**Text section:**

↓

The built-in electric field of the p-n junction separates charge carriers only if they survive long enough to reach it. An electron generated deep in the p-type absorber must diffuse through the silicon lattice before the junction can catch it. If it encounters a defect, an impurity, or a crystal grain boundary along the way, it falls into a localized energy state inside the band gap and recombines with a hole without contributing to current. The average distance a minority carrier can travel before recombining is called the minority carrier diffusion length, and it is one of the key material quality metrics in photovoltaics.

In high-purity monocrystalline silicon, the minority carrier diffusion length can reach several hundred micrometers. In polycrystalline material with a high density of grain boundaries, it can fall below ten micrometers. A solar cell designed for a thin absorber layer in polycrystalline material produces far less current per photon absorbed.

The Purity Requirements That Follow From This Physics

Crystal defects and foreign atoms create trap states inside the band gap. Any impurity that introduces an energy level near the middle of the gap is particularly damaging because mid-gap states are the most effective recombination centers. Iron, copper, and nickel are especially harmful in silicon at concentrations above roughly one part per trillion by weight.

This is why solar-grade silicon requires purity levels that would have seemed extraordinary for any other industrial material a century ago. Standard metallurgical silicon used in steel alloys is around 98 percent pure. Solar-grade silicon is produced by converting silicon to trichlorosilane gas, purifying through repeated fractional distillation, and then depositing ultra-pure silicon by chemical vapor deposition. The result is material with total metallic impurity concentrations below one part per billion. The energy cost of this process is significant, and it historically dominated the embodied energy in a finished panel.

↑

**Supplied material:**
↓

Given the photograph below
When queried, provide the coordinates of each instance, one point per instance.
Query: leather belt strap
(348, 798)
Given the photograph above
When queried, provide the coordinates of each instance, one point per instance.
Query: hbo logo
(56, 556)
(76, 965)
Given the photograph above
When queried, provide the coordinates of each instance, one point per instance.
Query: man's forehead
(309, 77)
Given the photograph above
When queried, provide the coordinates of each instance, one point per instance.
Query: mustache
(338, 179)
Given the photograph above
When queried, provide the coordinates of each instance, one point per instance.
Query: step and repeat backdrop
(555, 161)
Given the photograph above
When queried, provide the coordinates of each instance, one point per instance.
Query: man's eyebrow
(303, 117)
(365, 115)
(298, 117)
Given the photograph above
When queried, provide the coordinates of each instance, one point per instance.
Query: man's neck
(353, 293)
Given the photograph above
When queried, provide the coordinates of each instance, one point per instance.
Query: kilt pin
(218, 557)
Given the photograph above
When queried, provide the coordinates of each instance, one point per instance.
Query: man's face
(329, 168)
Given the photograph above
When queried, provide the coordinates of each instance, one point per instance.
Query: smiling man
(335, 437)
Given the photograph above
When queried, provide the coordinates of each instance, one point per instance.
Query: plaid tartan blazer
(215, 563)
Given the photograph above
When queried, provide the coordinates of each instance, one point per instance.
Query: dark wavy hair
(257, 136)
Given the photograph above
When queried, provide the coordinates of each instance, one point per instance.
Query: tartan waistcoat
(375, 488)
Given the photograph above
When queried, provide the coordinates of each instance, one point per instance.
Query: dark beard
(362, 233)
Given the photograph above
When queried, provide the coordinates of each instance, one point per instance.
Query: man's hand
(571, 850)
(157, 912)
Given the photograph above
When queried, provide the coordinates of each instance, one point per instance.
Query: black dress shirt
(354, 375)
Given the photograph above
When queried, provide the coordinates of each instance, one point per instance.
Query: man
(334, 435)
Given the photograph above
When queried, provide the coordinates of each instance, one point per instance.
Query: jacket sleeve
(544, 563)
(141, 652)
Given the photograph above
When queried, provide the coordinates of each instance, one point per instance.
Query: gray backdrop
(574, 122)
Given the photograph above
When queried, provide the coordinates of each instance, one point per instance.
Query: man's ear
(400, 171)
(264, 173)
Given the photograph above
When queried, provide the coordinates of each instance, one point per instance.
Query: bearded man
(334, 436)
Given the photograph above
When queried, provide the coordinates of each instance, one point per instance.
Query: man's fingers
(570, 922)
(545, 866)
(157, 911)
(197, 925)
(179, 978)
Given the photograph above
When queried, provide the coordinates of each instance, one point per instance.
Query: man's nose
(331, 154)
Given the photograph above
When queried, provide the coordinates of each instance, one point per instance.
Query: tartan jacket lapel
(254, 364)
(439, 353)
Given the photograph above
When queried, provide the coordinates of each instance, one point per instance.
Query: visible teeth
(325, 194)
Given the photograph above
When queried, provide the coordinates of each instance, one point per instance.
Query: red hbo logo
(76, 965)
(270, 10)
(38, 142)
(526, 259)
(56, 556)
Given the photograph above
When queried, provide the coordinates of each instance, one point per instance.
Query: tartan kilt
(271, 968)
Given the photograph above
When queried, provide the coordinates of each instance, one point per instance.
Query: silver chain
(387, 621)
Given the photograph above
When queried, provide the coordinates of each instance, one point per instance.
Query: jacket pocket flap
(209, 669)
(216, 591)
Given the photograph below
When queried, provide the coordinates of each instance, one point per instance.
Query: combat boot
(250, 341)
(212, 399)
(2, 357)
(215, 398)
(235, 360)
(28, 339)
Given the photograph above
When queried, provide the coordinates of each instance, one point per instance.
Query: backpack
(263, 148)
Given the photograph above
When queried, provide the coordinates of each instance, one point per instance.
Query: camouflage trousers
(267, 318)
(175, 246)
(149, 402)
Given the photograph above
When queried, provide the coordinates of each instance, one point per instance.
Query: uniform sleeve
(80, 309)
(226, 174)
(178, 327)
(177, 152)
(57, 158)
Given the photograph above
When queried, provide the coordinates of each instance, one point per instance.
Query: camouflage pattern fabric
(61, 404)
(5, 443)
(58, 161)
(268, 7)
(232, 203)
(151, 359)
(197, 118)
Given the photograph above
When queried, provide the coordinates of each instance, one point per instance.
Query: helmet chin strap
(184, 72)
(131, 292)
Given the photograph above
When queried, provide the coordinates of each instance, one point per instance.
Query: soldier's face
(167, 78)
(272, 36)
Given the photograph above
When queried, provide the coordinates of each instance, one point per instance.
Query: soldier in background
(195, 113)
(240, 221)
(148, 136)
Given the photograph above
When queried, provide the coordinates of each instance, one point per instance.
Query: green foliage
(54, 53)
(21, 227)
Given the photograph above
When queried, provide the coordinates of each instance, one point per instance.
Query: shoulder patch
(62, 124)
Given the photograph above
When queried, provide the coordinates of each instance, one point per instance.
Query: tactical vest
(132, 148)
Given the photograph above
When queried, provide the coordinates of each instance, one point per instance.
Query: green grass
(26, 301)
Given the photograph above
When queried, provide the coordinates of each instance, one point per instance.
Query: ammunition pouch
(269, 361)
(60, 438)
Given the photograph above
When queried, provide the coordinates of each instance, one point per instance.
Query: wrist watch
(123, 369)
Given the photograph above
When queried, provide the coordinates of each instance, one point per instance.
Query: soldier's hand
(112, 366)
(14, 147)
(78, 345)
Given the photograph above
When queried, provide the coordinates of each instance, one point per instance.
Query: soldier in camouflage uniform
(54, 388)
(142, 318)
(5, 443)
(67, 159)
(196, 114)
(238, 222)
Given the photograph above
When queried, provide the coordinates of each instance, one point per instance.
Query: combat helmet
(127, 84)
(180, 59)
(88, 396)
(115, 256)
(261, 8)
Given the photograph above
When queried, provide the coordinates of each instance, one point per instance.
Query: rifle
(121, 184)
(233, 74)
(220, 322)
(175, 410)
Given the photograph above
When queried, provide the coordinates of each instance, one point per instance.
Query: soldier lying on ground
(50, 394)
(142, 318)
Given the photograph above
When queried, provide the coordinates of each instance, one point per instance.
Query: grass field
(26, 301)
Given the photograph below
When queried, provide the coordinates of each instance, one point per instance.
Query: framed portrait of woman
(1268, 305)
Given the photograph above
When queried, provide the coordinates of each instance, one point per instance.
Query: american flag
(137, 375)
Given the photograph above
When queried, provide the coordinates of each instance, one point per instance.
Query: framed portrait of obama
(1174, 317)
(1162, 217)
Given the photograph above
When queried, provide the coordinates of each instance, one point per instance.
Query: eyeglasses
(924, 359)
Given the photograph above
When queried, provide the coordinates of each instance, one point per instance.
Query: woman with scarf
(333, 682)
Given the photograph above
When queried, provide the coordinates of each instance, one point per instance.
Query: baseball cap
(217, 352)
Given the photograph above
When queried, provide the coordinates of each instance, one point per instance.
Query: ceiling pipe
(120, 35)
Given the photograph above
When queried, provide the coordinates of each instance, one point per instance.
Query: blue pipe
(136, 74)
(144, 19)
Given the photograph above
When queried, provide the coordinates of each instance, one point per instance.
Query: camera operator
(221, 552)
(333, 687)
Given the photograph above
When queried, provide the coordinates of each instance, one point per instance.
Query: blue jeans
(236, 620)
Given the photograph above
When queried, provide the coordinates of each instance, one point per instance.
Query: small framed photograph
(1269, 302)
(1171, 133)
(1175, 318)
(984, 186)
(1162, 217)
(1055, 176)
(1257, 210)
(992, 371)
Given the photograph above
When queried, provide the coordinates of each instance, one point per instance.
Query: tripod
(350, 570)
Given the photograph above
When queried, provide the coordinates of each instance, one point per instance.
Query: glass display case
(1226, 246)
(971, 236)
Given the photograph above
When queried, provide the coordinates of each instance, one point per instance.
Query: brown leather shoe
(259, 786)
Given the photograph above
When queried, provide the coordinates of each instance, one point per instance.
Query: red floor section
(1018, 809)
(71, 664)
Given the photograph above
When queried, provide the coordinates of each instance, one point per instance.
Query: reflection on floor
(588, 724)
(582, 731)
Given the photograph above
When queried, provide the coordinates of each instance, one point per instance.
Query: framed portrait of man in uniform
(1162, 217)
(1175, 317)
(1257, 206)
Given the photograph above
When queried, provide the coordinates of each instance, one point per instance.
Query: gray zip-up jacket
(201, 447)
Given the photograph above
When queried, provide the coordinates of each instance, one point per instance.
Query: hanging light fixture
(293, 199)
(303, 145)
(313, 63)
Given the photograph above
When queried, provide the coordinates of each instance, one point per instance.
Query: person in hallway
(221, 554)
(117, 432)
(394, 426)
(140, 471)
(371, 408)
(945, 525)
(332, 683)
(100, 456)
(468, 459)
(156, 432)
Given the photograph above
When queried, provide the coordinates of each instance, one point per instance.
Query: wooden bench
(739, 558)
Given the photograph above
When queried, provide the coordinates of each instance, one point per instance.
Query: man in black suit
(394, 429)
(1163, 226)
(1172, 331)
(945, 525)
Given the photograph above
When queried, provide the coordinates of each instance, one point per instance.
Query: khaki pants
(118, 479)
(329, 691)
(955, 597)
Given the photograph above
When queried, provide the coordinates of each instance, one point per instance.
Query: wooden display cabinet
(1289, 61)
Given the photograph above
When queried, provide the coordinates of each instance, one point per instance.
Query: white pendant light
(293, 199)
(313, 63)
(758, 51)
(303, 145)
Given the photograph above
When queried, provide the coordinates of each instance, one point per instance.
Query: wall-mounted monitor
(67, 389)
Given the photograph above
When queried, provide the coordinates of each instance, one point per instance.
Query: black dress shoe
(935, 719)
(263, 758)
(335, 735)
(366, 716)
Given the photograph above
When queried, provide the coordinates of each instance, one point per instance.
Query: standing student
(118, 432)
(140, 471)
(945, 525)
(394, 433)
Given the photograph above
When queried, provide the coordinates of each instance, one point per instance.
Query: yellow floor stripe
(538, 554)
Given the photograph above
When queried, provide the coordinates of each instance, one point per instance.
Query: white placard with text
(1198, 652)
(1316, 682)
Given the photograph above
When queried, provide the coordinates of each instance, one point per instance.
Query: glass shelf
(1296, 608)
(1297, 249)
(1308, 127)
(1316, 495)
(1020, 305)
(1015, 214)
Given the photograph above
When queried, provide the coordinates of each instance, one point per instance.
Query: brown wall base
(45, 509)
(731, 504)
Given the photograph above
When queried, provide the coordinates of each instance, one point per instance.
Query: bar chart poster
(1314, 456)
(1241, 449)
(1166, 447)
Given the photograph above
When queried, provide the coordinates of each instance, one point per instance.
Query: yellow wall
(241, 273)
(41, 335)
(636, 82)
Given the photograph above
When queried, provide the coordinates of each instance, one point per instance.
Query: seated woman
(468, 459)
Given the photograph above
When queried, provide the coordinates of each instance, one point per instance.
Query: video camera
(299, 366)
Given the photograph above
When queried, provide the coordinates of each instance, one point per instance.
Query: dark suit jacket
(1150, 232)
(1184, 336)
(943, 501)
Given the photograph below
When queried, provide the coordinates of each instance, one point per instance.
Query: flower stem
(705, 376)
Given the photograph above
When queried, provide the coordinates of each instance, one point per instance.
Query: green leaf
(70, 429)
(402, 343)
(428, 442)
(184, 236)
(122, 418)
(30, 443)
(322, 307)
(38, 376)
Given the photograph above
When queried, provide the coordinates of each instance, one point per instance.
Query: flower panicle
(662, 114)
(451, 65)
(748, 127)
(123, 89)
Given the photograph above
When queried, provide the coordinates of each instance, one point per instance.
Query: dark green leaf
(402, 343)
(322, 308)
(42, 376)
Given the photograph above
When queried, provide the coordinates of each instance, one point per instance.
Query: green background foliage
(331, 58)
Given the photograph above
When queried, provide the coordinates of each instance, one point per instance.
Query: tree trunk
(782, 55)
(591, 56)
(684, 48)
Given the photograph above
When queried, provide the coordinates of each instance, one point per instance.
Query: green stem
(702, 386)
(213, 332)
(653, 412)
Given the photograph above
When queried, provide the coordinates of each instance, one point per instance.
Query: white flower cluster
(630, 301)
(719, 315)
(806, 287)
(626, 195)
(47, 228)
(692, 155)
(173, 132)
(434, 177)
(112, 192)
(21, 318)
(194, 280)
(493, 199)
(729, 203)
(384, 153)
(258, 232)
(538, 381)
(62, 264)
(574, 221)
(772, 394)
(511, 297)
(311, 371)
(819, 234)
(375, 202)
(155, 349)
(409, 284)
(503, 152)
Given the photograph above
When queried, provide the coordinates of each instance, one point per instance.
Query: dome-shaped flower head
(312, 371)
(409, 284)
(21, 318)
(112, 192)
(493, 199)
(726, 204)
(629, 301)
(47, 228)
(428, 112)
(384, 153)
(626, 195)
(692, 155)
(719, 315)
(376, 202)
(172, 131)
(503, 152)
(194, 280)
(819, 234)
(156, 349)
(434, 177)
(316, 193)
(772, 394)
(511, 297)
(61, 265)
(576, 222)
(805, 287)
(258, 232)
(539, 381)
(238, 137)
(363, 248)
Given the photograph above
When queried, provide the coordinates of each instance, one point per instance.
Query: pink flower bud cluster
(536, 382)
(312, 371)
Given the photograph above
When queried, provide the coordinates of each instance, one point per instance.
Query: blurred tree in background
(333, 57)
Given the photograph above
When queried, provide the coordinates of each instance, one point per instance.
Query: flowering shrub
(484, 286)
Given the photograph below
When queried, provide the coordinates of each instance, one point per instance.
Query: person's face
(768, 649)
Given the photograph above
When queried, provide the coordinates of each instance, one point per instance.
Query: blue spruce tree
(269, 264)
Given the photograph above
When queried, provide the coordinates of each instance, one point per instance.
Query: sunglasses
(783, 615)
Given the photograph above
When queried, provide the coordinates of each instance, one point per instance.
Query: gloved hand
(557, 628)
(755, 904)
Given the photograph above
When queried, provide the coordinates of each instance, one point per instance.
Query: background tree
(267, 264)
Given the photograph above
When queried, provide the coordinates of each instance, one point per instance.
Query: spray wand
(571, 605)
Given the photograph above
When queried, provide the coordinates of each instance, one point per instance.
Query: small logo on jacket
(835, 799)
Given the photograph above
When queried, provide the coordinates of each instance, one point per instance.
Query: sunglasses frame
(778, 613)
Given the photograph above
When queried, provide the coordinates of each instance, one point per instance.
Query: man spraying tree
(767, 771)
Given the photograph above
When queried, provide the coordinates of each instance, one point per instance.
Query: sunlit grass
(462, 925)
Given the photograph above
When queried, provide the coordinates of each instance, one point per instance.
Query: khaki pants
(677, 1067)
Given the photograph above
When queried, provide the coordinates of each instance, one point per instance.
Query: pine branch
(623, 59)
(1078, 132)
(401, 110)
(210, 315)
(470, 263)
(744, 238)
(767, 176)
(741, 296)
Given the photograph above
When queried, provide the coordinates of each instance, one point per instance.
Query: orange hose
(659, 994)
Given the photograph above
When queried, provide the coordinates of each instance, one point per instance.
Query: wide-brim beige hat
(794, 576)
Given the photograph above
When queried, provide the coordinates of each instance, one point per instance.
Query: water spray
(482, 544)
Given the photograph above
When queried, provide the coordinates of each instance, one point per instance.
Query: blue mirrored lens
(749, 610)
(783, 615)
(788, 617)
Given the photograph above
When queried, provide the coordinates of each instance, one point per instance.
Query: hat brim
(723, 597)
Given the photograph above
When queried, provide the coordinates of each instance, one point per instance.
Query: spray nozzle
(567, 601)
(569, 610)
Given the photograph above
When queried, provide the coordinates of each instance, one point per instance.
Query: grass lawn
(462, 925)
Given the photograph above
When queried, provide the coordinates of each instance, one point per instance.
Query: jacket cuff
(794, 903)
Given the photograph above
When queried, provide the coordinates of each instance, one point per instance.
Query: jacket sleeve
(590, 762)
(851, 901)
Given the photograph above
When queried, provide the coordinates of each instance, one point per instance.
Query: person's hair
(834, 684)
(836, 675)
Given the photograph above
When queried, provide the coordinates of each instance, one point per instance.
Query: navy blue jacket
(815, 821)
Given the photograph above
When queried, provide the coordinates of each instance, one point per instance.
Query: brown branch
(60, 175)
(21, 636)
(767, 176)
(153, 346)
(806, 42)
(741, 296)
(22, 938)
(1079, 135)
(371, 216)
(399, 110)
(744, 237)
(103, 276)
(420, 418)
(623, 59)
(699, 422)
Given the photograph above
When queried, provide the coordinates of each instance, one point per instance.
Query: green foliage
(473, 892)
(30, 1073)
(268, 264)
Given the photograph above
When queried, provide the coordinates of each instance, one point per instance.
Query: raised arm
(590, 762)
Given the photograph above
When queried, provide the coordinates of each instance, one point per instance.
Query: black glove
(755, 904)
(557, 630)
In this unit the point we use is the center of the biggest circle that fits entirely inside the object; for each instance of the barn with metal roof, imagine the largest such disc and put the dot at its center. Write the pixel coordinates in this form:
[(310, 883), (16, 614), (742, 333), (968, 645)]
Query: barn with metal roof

↑

**Exercise instructions:** Can you write out, word for word, the part of the solar silicon text starting with "In high-purity monocrystalline" and going on through "trillion by weight."?

**Written solution:**
In high-purity monocrystalline silicon, the minority carrier diffusion length can reach several hundred micrometers. In polycrystalline material with a high density of grain boundaries, it can fall below ten micrometers. A solar cell designed for a thin absorber layer in polycrystalline material produces far less current per photon absorbed.

The Purity Requirements That Follow From This Physics

Crystal defects and foreign atoms create trap states inside the band gap. Any impurity that introduces an energy level near the middle of the gap is particularly damaging because mid-gap states are the most effective recombination centers. Iron, copper, and nickel are especially harmful in silicon at concentrations above roughly one part per trillion by weight.